## Goal
Reproduce each of the entries below word for word.

Dataset excerpt:
## Begin

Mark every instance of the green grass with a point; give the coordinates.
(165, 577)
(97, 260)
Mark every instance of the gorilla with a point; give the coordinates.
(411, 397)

## End

## Result of this task
Mark every instance of the green grass with a point; give the coordinates.
(165, 577)
(97, 260)
Mark every instance of the gorilla with a point; give the coordinates.
(411, 397)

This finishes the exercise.